Each record is to be written out exactly as it appears.

Material supplied: Begin

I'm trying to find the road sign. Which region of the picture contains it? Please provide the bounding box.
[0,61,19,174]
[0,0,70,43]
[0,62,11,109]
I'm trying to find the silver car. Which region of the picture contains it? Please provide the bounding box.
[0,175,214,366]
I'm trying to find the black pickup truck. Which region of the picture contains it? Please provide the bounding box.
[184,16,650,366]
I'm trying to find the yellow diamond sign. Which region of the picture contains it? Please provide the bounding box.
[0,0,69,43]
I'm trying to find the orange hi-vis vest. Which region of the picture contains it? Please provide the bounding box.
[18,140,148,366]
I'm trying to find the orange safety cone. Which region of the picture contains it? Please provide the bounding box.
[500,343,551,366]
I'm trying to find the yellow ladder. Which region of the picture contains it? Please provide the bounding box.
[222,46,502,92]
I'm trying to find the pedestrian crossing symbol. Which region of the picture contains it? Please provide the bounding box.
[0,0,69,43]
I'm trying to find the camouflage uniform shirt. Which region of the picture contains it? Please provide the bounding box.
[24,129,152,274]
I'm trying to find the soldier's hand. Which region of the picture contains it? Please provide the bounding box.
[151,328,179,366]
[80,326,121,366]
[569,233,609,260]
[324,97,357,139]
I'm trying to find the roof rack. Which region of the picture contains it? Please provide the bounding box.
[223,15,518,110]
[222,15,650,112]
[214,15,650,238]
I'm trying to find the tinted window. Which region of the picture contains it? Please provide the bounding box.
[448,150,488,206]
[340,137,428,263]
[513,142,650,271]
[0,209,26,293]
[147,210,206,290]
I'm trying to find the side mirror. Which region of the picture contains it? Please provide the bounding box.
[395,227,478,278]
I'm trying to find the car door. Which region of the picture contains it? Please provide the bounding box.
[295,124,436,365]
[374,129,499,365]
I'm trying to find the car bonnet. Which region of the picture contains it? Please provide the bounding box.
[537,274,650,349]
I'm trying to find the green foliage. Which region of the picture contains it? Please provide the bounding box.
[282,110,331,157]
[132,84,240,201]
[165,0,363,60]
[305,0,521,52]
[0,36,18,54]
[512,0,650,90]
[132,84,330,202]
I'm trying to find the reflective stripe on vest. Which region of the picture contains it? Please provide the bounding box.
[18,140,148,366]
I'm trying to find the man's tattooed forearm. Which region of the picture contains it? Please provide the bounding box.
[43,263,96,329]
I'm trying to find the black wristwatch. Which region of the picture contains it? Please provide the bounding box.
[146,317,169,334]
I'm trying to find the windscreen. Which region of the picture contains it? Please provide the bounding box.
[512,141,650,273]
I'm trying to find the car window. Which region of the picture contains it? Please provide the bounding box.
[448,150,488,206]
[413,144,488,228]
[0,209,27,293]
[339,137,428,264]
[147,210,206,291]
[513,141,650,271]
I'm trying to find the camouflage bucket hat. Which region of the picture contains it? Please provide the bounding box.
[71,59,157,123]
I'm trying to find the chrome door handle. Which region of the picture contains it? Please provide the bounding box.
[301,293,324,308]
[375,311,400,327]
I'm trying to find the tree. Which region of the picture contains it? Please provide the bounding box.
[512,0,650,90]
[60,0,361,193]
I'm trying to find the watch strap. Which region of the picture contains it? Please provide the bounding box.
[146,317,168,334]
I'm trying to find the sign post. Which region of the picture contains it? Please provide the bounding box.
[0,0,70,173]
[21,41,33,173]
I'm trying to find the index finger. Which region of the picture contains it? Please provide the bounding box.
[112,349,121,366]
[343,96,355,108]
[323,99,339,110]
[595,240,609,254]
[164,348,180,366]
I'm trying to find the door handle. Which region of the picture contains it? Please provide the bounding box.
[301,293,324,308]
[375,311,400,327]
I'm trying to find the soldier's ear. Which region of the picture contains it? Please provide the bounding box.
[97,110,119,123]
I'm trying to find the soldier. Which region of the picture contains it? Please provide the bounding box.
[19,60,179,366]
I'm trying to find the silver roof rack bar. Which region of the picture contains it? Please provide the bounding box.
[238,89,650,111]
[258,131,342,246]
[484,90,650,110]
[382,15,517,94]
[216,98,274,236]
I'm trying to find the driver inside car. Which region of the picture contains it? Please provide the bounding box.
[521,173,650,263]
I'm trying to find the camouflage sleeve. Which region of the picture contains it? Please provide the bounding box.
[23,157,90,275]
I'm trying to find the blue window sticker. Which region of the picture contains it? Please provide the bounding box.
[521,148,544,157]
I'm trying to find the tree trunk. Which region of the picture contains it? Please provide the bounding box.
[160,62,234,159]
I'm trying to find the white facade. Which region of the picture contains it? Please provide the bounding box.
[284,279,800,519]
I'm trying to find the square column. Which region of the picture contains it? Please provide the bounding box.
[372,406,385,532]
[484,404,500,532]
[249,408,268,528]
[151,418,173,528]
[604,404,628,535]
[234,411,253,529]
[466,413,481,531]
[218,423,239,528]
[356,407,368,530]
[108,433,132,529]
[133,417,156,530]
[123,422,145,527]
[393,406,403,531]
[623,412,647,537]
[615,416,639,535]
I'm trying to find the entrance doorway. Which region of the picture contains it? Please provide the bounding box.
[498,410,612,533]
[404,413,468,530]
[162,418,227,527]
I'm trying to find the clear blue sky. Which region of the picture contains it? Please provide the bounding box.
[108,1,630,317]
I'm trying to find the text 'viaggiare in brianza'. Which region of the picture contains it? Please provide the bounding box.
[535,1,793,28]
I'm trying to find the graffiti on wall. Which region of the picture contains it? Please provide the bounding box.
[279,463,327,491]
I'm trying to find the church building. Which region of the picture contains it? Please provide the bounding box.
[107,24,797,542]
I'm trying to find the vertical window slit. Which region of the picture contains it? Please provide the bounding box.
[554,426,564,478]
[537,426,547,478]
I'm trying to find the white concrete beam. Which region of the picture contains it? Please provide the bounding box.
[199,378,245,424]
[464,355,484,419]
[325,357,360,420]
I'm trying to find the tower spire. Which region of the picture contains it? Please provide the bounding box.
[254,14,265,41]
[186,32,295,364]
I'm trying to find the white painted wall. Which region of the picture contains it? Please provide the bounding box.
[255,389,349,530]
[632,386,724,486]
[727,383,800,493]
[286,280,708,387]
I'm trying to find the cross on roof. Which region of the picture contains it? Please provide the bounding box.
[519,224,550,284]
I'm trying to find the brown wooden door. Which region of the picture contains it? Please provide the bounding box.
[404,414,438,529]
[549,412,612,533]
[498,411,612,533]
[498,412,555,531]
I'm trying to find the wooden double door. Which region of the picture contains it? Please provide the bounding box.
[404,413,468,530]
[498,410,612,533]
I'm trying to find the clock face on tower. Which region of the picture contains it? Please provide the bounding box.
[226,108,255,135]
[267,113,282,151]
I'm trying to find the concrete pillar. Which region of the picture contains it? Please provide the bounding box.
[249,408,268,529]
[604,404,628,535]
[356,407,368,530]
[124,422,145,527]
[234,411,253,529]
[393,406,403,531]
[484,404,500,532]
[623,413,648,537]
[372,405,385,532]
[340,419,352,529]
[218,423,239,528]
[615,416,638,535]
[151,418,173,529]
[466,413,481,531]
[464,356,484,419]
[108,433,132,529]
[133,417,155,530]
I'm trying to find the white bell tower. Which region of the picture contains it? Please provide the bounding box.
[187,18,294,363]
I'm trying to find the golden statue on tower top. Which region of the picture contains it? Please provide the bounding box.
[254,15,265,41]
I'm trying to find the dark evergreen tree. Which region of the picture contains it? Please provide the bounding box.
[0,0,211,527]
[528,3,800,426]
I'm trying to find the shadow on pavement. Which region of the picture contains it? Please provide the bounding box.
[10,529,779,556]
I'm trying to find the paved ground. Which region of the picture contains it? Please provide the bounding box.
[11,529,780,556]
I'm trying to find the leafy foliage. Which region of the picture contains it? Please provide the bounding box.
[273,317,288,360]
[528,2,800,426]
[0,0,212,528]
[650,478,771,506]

Material supplied: End

Exercise output:
I'm trying to find the road sign. Which region of the picture contains it? Please provide the bounding box.
[0,61,19,174]
[0,0,70,43]
[0,62,11,109]
I'm trying to find the silver car. Which region of the picture contains it? Please provide the bounding box.
[0,175,214,366]
I'm trying to find the black pickup truck. Which region of the picture contains it? Please provide the bounding box.
[184,16,650,366]
I'm trying to find the yellow diamond sign. Which region of the picture contains it? Please provide the bounding box.
[0,0,69,43]
I'm trying to find the orange hi-vis vest. Which region of the picture contains it? Please provide the bounding box.
[18,140,148,366]
I'm trying to find the orange safety cone. Which region of the picture contains it? Please provide the bounding box.
[500,343,551,366]
I'm trying to find the yellow ladder. Which region of the picture contains it? Please provide the bounding box.
[222,46,502,92]
I'm trying to find the pedestrian crossing symbol. Which region of the picture contains it? Please provide the bounding box.
[0,0,69,43]
I'm trying to find the camouflage uniform shirt. Which region of the picture contains it? Please provide the bounding box.
[24,129,152,274]
I'm trying to find the soldier's hand. Which region of the picture contains it? Please provide the bounding box.
[151,328,179,366]
[80,326,121,366]
[569,233,609,260]
[324,97,357,139]
I'm trying to find the roof rack. Which region of the picture contains it? Please provide the bounding box.
[223,15,518,110]
[222,15,650,112]
[214,15,650,238]
I'm trying to find the tinted window. Which region of the picture contains it? Please provide the bounding box.
[448,150,488,206]
[340,137,428,263]
[513,142,650,271]
[0,209,26,293]
[147,210,206,290]
I'm trying to find the side mirror. Which region of the picture contains it? Please provide the bounding box.
[395,227,478,278]
I'm trying to find the car door. Which region of the picture contains it? Please provide the bounding box.
[295,124,436,365]
[374,129,499,365]
I'm trying to find the car bonnet. Which region of the picture contains it? Please provide the bounding box.
[537,274,650,349]
I'm trying to find the green foliage. Which region of the picture contains it? Please provide the bounding box.
[282,110,331,157]
[132,84,240,201]
[165,0,363,60]
[305,0,521,52]
[0,36,18,54]
[512,0,650,90]
[132,84,330,202]
I'm trying to find the reflective stripe on vest. Which region of the picture contains it? Please provide the bounding box.
[18,140,148,366]
I'm trying to find the man's tattooed forearm. Which region of the picture contains it? Please provide the bounding box.
[43,263,96,329]
I'm trying to find the black wristwatch. Which region of the picture contains it? Please provide the bounding box.
[146,317,169,334]
I'm trying to find the windscreen. Which region of the picture contains it? Please provide the bounding box.
[512,141,650,273]
I'm trying to find the car window. Which region of the picture contains it? Please provide the bounding box.
[448,150,488,206]
[413,144,488,228]
[0,209,27,293]
[339,137,428,264]
[147,210,206,291]
[513,141,650,271]
I'm trying to find the camouflage bucket hat. Which region of the picture contains it? Please provide the bounding box.
[71,59,157,123]
I'm trying to find the chrome door handle. Which region of the picture contains it? Please provide the bounding box.
[301,293,324,308]
[375,311,400,327]
I'm trying to find the tree. Which region of the picture contains it? Please provide the bounding box.
[512,0,650,90]
[60,0,361,193]
I'm trying to find the watch strap. Which region of the picture contains it? Please provide the bounding box.
[146,317,168,334]
I'm trying to find the sign post. Which region of the picture contains it? Please provide the bounding box.
[0,0,70,173]
[21,41,33,173]
I'm trying to find the index finger. Which region of the picture contains it? Please provide the bounding box.
[112,349,121,366]
[343,96,355,108]
[323,99,339,110]
[595,240,609,254]
[164,348,180,366]
I'm trying to find the door handle. Which region of the picture contains it? Please provide the bounding box.
[301,293,324,308]
[375,311,400,327]
I'm trying to find the soldier's ear. Which region of the picture contains it? Please provide the bounding box.
[97,110,119,123]
I'm trying to find the soldier. Which region of the picture contains it? Please provide the bounding box.
[19,60,179,366]
I'm trying to find the silver roof rack bar. Which region of the picture contains it? Please provide the bounding box.
[238,89,650,111]
[258,131,342,246]
[484,90,650,110]
[382,15,517,94]
[216,98,274,236]
I'm trying to find the driver inside car. Which region of the picture contains it? Please provide the bounding box.
[521,173,650,263]
I'm trying to find the camouflage sleeve. Which region of the picture contains it? Please provide the bounding box.
[23,157,90,275]
I'm trying to find the blue window sticker. Which region of the picture contains it? Please provide the bounding box.
[521,148,544,157]
I'm trying to find the tree trunk. Which region of the picture contains it? Please provide the bounding box.
[160,62,234,159]
I'm trying to find the white facade. Which region of the picture contains it? Please provide the bounding box.
[284,279,800,519]
I'm trying to find the square column. Which region of the picture contains it? Please provide the bounding box.
[372,406,385,532]
[484,404,500,532]
[249,408,268,528]
[151,418,173,528]
[604,404,628,535]
[234,411,253,529]
[466,413,481,531]
[218,423,239,528]
[356,407,368,530]
[108,433,132,529]
[133,417,156,530]
[123,422,145,527]
[393,406,403,531]
[623,412,647,537]
[615,416,639,535]
I'm trying to find the entrance doorway. Which region of the picture contains it? Please provide the bounding box.
[498,410,612,533]
[404,413,468,530]
[162,418,227,527]
I'm trying to find the clear blue sky. Which region of the picture contains it? Please provide the bounding box.
[108,1,630,317]
I'm trying to find the text 'viaggiare in brianza'. Which region of the picture contains it? Please provide the bounding box.
[535,1,793,28]
I'm trying to find the graffiti on wall. Which region of the picture contains it? Please provide the bounding box.
[279,463,327,491]
I'm trying to find the church building. Which region of the picture contains it? Please provide the bounding box.
[107,24,797,542]
I'm trying to find the vertical window slit. Which region of the picture contains it? Please provide the bounding box.
[554,426,564,478]
[537,426,547,478]
I'm trying to find the white concrete beam. Which region of the picture contains it? Please provide the bounding box.
[199,378,245,424]
[464,355,484,419]
[325,357,360,420]
I'm trying to find the tower spire. Which region of the picture contains it? Please provide the bounding box.
[254,14,265,41]
[186,32,295,364]
I'm trying to find the white painted wall. Which region of the picture contains it? Please provide the bounding box.
[255,389,349,530]
[632,386,724,486]
[727,383,800,493]
[286,280,708,387]
I'm trying to find the cross on roof. Which region of the picture contains it? Please provide the bounding box.
[519,224,550,284]
I'm trying to find the brown wooden door. Which region of the picture contains it? Please provide the bounding box.
[404,414,438,529]
[549,412,612,533]
[498,411,612,533]
[498,412,555,531]
I'm trying to find the wooden double door. Which region of the picture contains it? Please provide the bounding box.
[404,413,468,530]
[498,410,612,533]
I'm trying to find the clock face on tower. Which region of the picture contains it? Please provide the bounding box.
[226,108,255,135]
[267,113,282,151]
I'm trying to find the concrete pillar. Which region of the picture contains it? Please provide the bounding box.
[249,408,268,529]
[604,404,628,535]
[356,407,368,530]
[124,422,145,527]
[234,411,253,529]
[393,406,403,531]
[484,404,500,532]
[623,413,648,537]
[372,405,385,532]
[340,419,352,529]
[218,423,239,528]
[615,416,638,535]
[151,418,173,529]
[466,413,481,531]
[464,356,484,419]
[108,433,132,529]
[133,417,155,530]
I'm trying to find the white bell tower. Which region of the picture contains it? Please provide the bounding box.
[187,18,294,363]
I'm trying to find the golden statue on tower top. Which region of the picture contains it? Please provide the bounding box.
[254,15,265,41]
I'm trying to find the dark evergreen tree. Which region of the picture contains it? Please provide the bounding box.
[0,0,211,527]
[528,3,800,426]
I'm trying to find the shadow on pavement. Which region of the picture contains it? Please provide the bounding box.
[10,529,779,556]
I'm trying to find the paved ground. Which region of the picture contains it? Please provide the bounding box.
[11,529,780,556]
I'm trying to find the leafy foliage. Which region of the picture contains it? Please provide the bounding box.
[273,317,288,360]
[528,2,800,426]
[0,0,212,528]
[650,478,771,506]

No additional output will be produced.